Goal. Can you format the records below as a two-column CSV with the headers "request" and "result", one row per record, putting each record's text and its answer in a single quoted field and replacing line breaks with spaces?

Available data.
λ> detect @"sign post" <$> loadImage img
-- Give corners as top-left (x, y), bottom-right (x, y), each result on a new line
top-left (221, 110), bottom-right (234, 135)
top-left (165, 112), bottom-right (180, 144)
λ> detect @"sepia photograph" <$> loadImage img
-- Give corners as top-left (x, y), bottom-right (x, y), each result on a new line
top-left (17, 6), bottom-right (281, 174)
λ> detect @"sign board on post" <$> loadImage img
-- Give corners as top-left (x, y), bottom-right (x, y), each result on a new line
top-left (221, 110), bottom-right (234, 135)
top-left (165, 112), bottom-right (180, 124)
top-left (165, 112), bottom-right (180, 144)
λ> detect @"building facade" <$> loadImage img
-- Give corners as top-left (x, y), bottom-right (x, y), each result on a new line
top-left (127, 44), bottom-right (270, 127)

Reply to the task.
request,result
"λ> detect @""sign post"" <$> loadImage img -- Give corners as top-left (x, y), bottom-right (x, y), each result on a new line","top-left (221, 110), bottom-right (234, 135) top-left (165, 112), bottom-right (180, 144)"
"λ> detect @""sepia photograph"" <$> loadImage img -- Give corners as top-left (x, y), bottom-right (x, y), each result on a new line","top-left (17, 6), bottom-right (281, 174)"
"λ> detect @""sign board on post"" <$> loadImage img -- Give corners as top-left (x, y), bottom-right (x, y), each result on a new line","top-left (221, 110), bottom-right (234, 135) top-left (165, 112), bottom-right (180, 124) top-left (165, 112), bottom-right (180, 144)"
"λ> detect @""building facade"" <$> loadImage img -- Give corners as top-left (x, y), bottom-right (x, y), each result on a new line","top-left (127, 44), bottom-right (270, 127)"